What you should do: Quote the full news report below about the intelligence service's Supreme Court case against The Patriot, word for word.

Provided text:
= = = =
The Namibia Central Intelligence Service will in the meantime have to wait for a Supreme Court judgement that will decide whether alleged secret information published by The Patriot last year is illegal and invalid or not.

The national spy agency (NCIS) squared off with the publication this week Monday at the Supreme Court before deputy judge president Damaseb to challenge a High Court defeat that led to publication of information argued to be of national security significance.

Such information relates to a farm that was allegedly purchased to be occupied by former intelligence operatives who are part of an association said to be funded by tax payers’ money.

But the fact that such information is now in the public means the agency has no other option but to have it declared as invalid and have the paper’s conduct ruled as illegal.

The deputy judge president had issues with the intelligence organisation’s arguments suggesting that the point of national security frustrated the media’s efforts to expose alleged corruption.

“If a journalist has information on people doing human trafficking and that they are linked to central intelligence, what should I do? Should I not approach the NCIS to say you are dealing with an illegal entity?” he queried.

Apparently, the paper’s former editor who was key to the investigations asked for the NCIS’s director general to confirm or deny the allegations which, as the court heard, he didn’t.

The NCIS’s lawyer submitted that doing so would have obliged him to break his oath of office which hinged on keeping secret information secret.

The judge president countered by stating that the media “assist us to promote a democratic society”.
= = = =
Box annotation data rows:
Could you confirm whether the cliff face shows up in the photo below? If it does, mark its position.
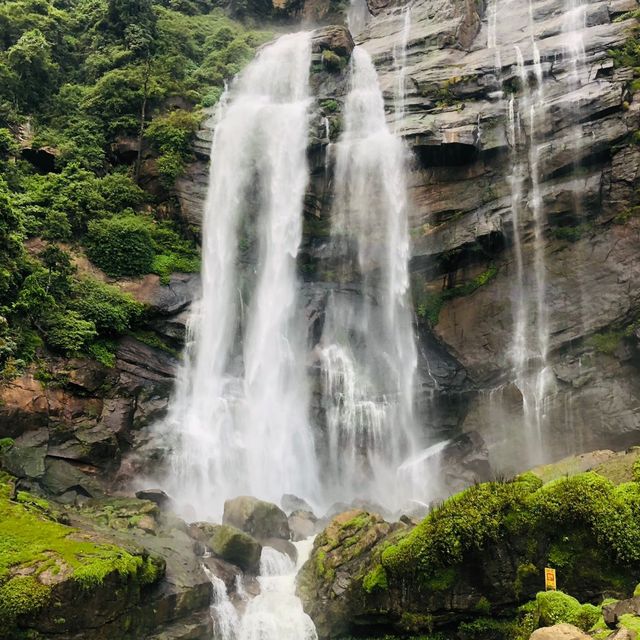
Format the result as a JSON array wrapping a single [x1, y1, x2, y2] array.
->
[[361, 2, 640, 468], [174, 0, 640, 480]]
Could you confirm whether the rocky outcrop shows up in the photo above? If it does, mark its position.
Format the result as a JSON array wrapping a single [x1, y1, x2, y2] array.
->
[[298, 462, 640, 638], [222, 496, 291, 540], [529, 623, 591, 640], [0, 478, 212, 640]]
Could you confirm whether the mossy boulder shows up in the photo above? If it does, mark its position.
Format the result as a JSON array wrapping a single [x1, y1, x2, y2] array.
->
[[0, 477, 164, 638], [208, 524, 262, 574], [222, 496, 291, 540], [298, 472, 640, 637]]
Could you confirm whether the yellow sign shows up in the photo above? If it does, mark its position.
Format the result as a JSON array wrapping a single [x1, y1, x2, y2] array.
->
[[544, 567, 556, 591]]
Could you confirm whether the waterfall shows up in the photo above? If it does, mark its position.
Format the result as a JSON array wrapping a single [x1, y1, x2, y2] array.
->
[[163, 33, 318, 518], [202, 565, 240, 640], [317, 47, 417, 505], [237, 538, 318, 640], [347, 0, 371, 38], [393, 5, 411, 134]]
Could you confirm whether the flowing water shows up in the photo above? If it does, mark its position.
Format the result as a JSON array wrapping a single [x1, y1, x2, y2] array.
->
[[164, 33, 318, 517], [237, 538, 318, 640], [319, 47, 417, 505]]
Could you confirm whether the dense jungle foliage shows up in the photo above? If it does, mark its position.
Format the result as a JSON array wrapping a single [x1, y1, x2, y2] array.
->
[[0, 0, 269, 378]]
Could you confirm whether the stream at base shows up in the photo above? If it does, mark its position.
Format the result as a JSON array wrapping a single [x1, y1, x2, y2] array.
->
[[205, 538, 318, 640]]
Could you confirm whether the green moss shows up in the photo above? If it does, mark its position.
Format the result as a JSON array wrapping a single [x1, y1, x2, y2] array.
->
[[413, 265, 498, 326], [362, 564, 389, 593], [398, 611, 433, 633], [381, 472, 640, 588], [536, 591, 600, 631], [320, 99, 340, 114], [587, 331, 624, 356], [322, 49, 347, 73], [618, 613, 640, 634], [0, 478, 161, 626]]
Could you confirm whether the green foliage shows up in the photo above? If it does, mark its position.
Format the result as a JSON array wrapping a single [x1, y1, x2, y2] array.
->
[[414, 265, 498, 326], [382, 472, 640, 580], [0, 480, 159, 629], [362, 564, 389, 593], [72, 278, 143, 335], [458, 618, 516, 640], [86, 213, 154, 277], [321, 49, 347, 73], [45, 311, 98, 354], [536, 591, 600, 631]]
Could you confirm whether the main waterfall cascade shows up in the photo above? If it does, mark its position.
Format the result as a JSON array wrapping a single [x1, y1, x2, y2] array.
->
[[163, 33, 319, 518], [318, 47, 428, 506], [156, 23, 424, 519]]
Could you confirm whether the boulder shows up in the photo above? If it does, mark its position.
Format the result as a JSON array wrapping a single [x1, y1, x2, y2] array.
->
[[602, 596, 640, 629], [207, 524, 262, 574], [289, 510, 319, 542], [529, 624, 592, 640], [136, 489, 171, 509], [280, 493, 313, 514], [311, 25, 355, 58], [262, 538, 298, 564], [222, 496, 291, 540]]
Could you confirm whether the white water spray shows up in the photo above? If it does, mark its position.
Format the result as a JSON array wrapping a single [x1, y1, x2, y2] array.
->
[[318, 47, 424, 505], [237, 538, 318, 640], [163, 33, 318, 518]]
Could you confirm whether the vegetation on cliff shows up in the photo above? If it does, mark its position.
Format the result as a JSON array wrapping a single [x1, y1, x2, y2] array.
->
[[299, 464, 640, 640], [0, 476, 162, 638], [0, 0, 268, 378]]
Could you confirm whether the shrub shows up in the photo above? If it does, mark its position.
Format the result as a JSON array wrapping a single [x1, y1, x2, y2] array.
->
[[45, 311, 97, 354], [86, 213, 154, 277], [71, 278, 143, 334]]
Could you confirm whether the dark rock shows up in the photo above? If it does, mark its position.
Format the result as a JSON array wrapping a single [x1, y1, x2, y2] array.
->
[[311, 26, 355, 57], [280, 493, 313, 513], [289, 510, 320, 542], [222, 496, 291, 540], [136, 489, 171, 509], [262, 538, 298, 564], [203, 556, 242, 595], [602, 596, 640, 629], [207, 524, 262, 575], [529, 623, 591, 640], [0, 429, 49, 480], [41, 457, 104, 498]]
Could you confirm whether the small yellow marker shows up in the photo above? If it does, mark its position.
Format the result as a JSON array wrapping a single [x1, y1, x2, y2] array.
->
[[544, 567, 556, 591]]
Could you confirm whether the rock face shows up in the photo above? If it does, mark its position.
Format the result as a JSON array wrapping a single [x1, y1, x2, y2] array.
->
[[298, 472, 640, 638], [529, 624, 591, 640], [222, 496, 291, 540], [207, 524, 262, 575]]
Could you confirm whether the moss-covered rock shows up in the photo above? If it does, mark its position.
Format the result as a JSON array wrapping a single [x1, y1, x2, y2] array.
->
[[298, 472, 640, 637], [208, 524, 262, 574], [0, 477, 164, 638]]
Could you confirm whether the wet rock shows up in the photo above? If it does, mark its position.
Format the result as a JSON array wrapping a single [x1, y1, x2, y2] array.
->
[[222, 496, 291, 540], [207, 524, 262, 575], [280, 493, 313, 513], [602, 596, 640, 629], [0, 429, 49, 480], [529, 624, 591, 640], [40, 457, 105, 498], [262, 538, 298, 564], [136, 489, 171, 509], [202, 556, 242, 595], [311, 26, 355, 57], [289, 510, 320, 542]]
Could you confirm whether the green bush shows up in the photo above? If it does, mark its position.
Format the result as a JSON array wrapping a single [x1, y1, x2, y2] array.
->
[[86, 214, 154, 277], [45, 311, 98, 354], [70, 278, 143, 335]]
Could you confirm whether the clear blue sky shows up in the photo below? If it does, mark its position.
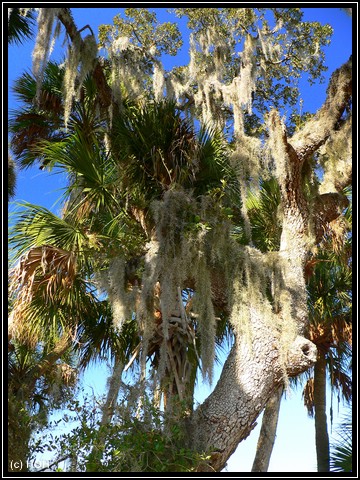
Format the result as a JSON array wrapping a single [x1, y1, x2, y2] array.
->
[[9, 4, 352, 472]]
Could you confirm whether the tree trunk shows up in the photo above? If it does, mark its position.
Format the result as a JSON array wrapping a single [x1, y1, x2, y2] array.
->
[[314, 350, 330, 472], [85, 358, 124, 472], [187, 58, 352, 471], [187, 311, 316, 471], [251, 385, 284, 472]]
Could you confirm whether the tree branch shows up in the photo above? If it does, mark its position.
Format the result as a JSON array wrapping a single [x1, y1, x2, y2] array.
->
[[290, 57, 352, 160]]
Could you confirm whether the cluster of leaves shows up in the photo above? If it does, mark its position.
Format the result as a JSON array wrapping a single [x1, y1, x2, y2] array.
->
[[40, 392, 208, 472]]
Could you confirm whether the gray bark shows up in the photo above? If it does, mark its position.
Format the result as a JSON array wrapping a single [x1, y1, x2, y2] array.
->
[[251, 385, 284, 472], [188, 60, 351, 471], [314, 351, 330, 472]]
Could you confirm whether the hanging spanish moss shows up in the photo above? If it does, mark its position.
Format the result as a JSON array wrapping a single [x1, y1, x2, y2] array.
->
[[32, 8, 60, 98]]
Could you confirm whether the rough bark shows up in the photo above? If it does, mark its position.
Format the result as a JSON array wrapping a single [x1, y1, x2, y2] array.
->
[[188, 60, 351, 471], [291, 57, 352, 160], [188, 310, 316, 471], [314, 350, 330, 472], [251, 385, 284, 472]]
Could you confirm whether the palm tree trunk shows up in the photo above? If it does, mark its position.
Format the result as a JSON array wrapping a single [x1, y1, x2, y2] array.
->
[[251, 385, 284, 472], [314, 350, 330, 472], [86, 358, 124, 472]]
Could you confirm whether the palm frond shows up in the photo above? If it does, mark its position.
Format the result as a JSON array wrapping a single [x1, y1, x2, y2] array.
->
[[8, 8, 35, 45], [9, 202, 87, 257]]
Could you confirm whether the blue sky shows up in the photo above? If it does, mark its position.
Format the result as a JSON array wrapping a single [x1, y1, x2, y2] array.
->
[[8, 3, 352, 472]]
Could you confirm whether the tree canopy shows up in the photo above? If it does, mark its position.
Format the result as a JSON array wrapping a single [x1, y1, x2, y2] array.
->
[[9, 8, 352, 471]]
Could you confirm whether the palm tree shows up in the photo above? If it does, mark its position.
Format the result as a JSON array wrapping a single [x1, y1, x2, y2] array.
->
[[11, 56, 238, 464], [8, 154, 16, 200], [8, 8, 35, 45], [304, 199, 352, 471], [248, 180, 351, 471], [330, 411, 352, 472]]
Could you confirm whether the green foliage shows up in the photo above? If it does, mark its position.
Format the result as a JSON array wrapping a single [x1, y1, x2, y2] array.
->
[[42, 392, 208, 472], [8, 8, 35, 45], [99, 8, 182, 56]]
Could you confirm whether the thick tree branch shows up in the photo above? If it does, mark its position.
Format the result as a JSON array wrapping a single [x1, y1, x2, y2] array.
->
[[313, 192, 349, 243], [188, 310, 316, 471], [290, 57, 352, 160]]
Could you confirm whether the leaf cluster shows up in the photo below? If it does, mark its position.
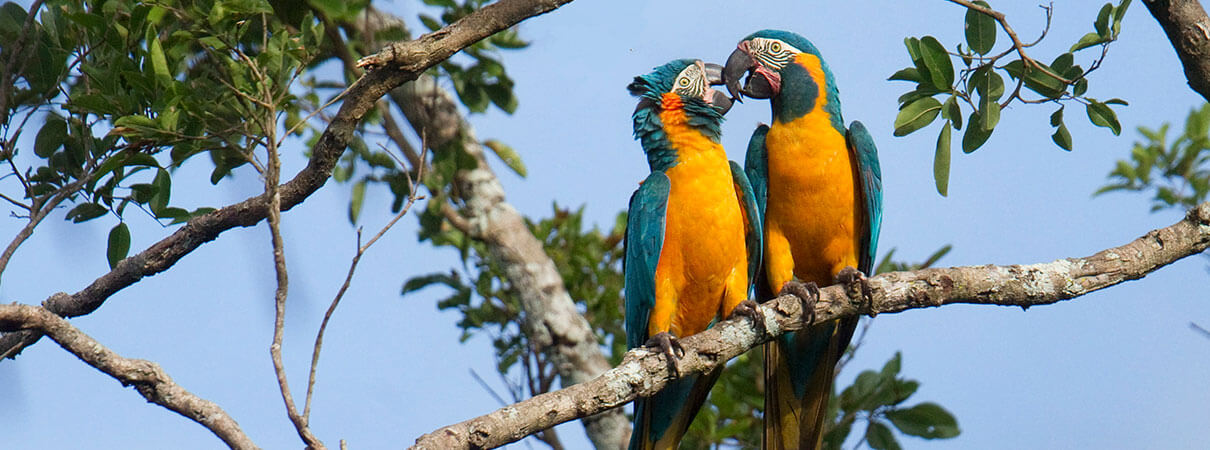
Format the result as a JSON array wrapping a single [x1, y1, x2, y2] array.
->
[[1095, 104, 1210, 212], [0, 0, 323, 266], [889, 0, 1130, 196]]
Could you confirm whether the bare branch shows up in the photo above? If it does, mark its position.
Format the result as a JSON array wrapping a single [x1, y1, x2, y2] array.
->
[[0, 304, 257, 449], [414, 202, 1210, 449], [1142, 0, 1210, 102], [0, 0, 571, 359], [303, 154, 424, 421]]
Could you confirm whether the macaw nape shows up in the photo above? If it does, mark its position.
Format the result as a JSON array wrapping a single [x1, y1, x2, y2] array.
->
[[724, 30, 882, 449], [623, 59, 761, 449]]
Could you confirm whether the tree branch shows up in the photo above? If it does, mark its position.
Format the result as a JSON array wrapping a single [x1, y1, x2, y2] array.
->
[[1142, 0, 1210, 100], [391, 76, 630, 449], [414, 202, 1210, 449], [0, 0, 571, 359], [0, 304, 257, 449]]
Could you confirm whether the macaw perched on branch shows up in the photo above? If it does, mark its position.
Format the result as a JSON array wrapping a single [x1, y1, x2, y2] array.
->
[[724, 30, 882, 449], [623, 59, 761, 449]]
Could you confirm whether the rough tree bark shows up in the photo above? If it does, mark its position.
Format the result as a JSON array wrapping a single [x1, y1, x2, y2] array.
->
[[1142, 0, 1210, 102], [0, 304, 257, 449], [392, 76, 630, 449], [413, 203, 1210, 450]]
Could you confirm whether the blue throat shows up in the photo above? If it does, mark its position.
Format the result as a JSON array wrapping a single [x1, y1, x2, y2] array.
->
[[633, 94, 722, 171]]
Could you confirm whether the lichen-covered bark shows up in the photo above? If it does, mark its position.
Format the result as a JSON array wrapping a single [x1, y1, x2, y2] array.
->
[[414, 203, 1210, 449], [0, 304, 257, 449], [1142, 0, 1210, 102], [392, 76, 629, 449], [0, 0, 572, 360]]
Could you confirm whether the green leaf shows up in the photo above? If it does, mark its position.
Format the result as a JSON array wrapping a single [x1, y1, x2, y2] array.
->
[[887, 402, 961, 439], [970, 65, 1004, 100], [148, 29, 172, 86], [894, 97, 941, 135], [1093, 4, 1113, 39], [64, 203, 109, 224], [1050, 123, 1071, 151], [941, 96, 962, 129], [920, 36, 953, 91], [865, 420, 903, 450], [972, 97, 999, 131], [1113, 0, 1130, 24], [1050, 52, 1076, 75], [34, 115, 68, 157], [105, 221, 131, 269], [962, 111, 992, 154], [348, 179, 365, 224], [1068, 33, 1105, 52], [150, 169, 172, 217], [483, 139, 528, 178], [887, 68, 921, 82], [933, 126, 953, 197], [1085, 99, 1122, 135], [966, 1, 996, 54]]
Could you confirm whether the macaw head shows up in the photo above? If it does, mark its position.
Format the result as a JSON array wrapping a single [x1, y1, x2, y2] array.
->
[[722, 30, 824, 99], [627, 59, 731, 119]]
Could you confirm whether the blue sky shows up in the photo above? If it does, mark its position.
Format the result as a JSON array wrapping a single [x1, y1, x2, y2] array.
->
[[0, 0, 1210, 449]]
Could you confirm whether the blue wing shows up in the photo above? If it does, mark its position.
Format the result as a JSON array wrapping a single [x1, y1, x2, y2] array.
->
[[845, 121, 882, 275], [727, 161, 765, 298], [622, 171, 672, 348], [744, 123, 768, 220]]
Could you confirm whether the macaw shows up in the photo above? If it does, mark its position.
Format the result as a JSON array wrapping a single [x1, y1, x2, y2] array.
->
= = = =
Solution for this task:
The Namibia Central Intelligence Service will in the meantime have to wait for a Supreme Court judgement that will decide whether alleged secret information published by The Patriot last year is illegal and invalid or not.

The national spy agency (NCIS) squared off with the publication this week Monday at the Supreme Court before deputy judge president Damaseb to challenge a High Court defeat that led to publication of information argued to be of national security significance.

Such information relates to a farm that was allegedly purchased to be occupied by former intelligence operatives who are part of an association said to be funded by tax payers’ money.

But the fact that such information is now in the public means the agency has no other option but to have it declared as invalid and have the paper’s conduct ruled as illegal.

The deputy judge president had issues with the intelligence organisation’s arguments suggesting that the point of national security frustrated the media’s efforts to expose alleged corruption.

“If a journalist has information on people doing human trafficking and that they are linked to central intelligence, what should I do? Should I not approach the NCIS to say you are dealing with an illegal entity?” he queried.

Apparently, the paper’s former editor who was key to the investigations asked for the NCIS’s director general to confirm or deny the allegations which, as the court heard, he didn’t.

The NCIS’s lawyer submitted that doing so would have obliged him to break his oath of office which hinged on keeping secret information secret.

The judge president countered by stating that the media “assist us to promote a democratic society”.